本文:
底力も感じさせた素晴らしい演奏の数々戻る


天理シティオーケストラ ファミリーコンサート
2006年9月17日(日) 13:00  天理市民会館・やまのべホール

グリーグ: ペールギュント組曲より「朝」
 楽器紹介コーナー
J.シュトラウス: 雷鳴と電光
ヴィヴァルディ(安野英之編曲): チェロソナタ第5番より第2楽章 -*1
 指揮者体験コーナー
サウンド・オブ・ミュージック・メドレー
ベートーヴェン: 交響曲第6番「田園」より第1楽章
ボロディン: 交響詩「中央アジアの草原にて」
メンデルスゾーン: ヴァイオリン協奏曲より第1楽章 -*2
ホルスト: 組曲「惑星」より「火星」「木星」

(アンコール)チャイコフスキー: 「眠りの森の美女」より「ワルツ」

独奏: 孫工恵嗣(vc)-*1、奥谷睦代(vn)-*2

指揮: 安野英之


天理シティオーケストラらしく隅々にまで統一された音色、前半はやや抑え気味でしたけど、後半は底力も感じさせた素晴らしい演奏の数々を楽しみました。
また天理在住の高校生による演奏もお世辞抜きで立派でした。
特にメンデルスゾーンのヴァイオリン協奏曲第1楽章を弾いた奥谷睦代さんの演奏は、初めてのソロとは思えないほど堂々としたもの。
度胸良く踏み込んで楽器を鳴らし、また、ふっと溜息をつくようなニュアンスもとても見事。
そして何より演奏全体に華がありましたねぇ。 とても素晴らしい演奏に感動しました。
孫工恵嗣さんによるヴィヴァルディのチェロソナタ第5番第2楽章(安野英之編曲)も落着いた音色ながら覇気を感じさせた素適な演奏。
演奏前と終了後こそ緊張した面持ちでしたけど、演奏中は堅さなど感じさせず伸びやかで端正に纏めた誠実さが見事でした。
オケもそれに奮起した(事は無いと思いますが)、ホルストの惑星から「火星」「木星」の2曲はオケの底力を見せつけるかのような機動力にあふれた演奏。
しかも全奏で畳み掛けるようにしても刺激的な響きに全くならないのが凄いですね。 統率のよく取れたオーケストラ・サウンドに、来ていた子ども達も驚いたのではないでしょうか。
オーケストラによる音楽の醍醐味をたっぷりと味あわせていただきました。
最近、しかめっ面して○○の交響曲を聴くよりもファミリーコンサートが最近のお気に入りなんですが、今回もまたそんな思いをより強くした演奏会でした。 皆さんお疲れさまでした。


簡単に演奏会を振り返ってみたいと思います。

台風がやってくると天気が心配でしたけど、雨と風はなんとか持ちました。 けど、長女が風邪をもらってきたようで、なんとなく倦怠感。 一所に行く予定にしていた奥さんは長女の体調が悪いこともあり、一人で家を出て天理に向かいました。

資料:
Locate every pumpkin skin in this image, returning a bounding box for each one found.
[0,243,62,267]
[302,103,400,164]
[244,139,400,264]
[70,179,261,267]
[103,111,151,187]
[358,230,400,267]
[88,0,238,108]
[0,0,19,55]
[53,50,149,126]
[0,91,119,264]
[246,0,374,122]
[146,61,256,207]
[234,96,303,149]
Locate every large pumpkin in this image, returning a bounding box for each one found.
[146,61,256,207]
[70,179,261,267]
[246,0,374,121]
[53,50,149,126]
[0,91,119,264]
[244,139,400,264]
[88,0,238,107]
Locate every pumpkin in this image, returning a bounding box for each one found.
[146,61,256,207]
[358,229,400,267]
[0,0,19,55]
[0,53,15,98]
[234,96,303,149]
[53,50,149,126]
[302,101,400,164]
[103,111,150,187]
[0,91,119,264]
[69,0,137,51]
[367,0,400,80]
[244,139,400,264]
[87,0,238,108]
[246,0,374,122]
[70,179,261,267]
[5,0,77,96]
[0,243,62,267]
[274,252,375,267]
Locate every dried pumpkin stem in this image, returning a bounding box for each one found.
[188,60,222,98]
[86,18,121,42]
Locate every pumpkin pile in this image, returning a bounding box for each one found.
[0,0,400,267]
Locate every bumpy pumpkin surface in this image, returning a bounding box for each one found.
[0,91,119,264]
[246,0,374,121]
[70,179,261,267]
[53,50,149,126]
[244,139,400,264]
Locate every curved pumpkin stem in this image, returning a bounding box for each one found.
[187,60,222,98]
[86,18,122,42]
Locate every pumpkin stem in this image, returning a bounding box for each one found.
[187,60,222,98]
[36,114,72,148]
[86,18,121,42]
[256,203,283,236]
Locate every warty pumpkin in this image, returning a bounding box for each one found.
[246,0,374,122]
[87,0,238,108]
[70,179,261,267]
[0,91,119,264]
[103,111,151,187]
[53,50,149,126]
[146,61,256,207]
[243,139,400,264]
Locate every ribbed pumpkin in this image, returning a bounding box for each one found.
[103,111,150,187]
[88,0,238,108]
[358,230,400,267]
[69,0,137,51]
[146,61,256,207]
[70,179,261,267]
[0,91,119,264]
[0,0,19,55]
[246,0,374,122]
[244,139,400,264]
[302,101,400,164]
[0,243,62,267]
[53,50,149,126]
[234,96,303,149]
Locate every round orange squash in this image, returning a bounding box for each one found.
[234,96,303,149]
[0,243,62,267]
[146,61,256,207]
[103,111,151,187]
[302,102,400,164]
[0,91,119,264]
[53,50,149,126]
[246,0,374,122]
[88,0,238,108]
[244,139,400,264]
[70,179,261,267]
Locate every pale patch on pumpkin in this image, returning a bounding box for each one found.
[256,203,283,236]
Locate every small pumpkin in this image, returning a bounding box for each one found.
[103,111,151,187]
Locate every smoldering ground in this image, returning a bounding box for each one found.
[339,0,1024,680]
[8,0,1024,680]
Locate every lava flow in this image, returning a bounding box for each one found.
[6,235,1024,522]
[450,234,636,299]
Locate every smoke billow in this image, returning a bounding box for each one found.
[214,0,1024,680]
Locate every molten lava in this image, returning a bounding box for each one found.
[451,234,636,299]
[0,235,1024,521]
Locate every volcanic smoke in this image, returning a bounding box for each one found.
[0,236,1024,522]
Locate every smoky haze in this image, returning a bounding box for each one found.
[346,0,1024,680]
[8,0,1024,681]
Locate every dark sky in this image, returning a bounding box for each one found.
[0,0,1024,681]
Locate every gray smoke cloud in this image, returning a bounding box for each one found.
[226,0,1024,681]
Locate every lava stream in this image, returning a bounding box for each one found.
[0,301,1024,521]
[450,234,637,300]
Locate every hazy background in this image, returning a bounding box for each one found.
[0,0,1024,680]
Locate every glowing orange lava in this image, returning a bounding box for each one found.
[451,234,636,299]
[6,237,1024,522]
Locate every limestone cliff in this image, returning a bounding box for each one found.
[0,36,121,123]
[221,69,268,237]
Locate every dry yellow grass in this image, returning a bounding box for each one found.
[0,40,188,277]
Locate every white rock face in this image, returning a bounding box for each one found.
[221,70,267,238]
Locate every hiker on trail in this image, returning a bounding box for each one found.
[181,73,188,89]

取り組む課題:
本文の最後の段落で、筆者が天気を心配していた理由を1〜2文で説明してください。

課題の解答:
台風がやってくることになっていたため、筆者は天気を心配していました。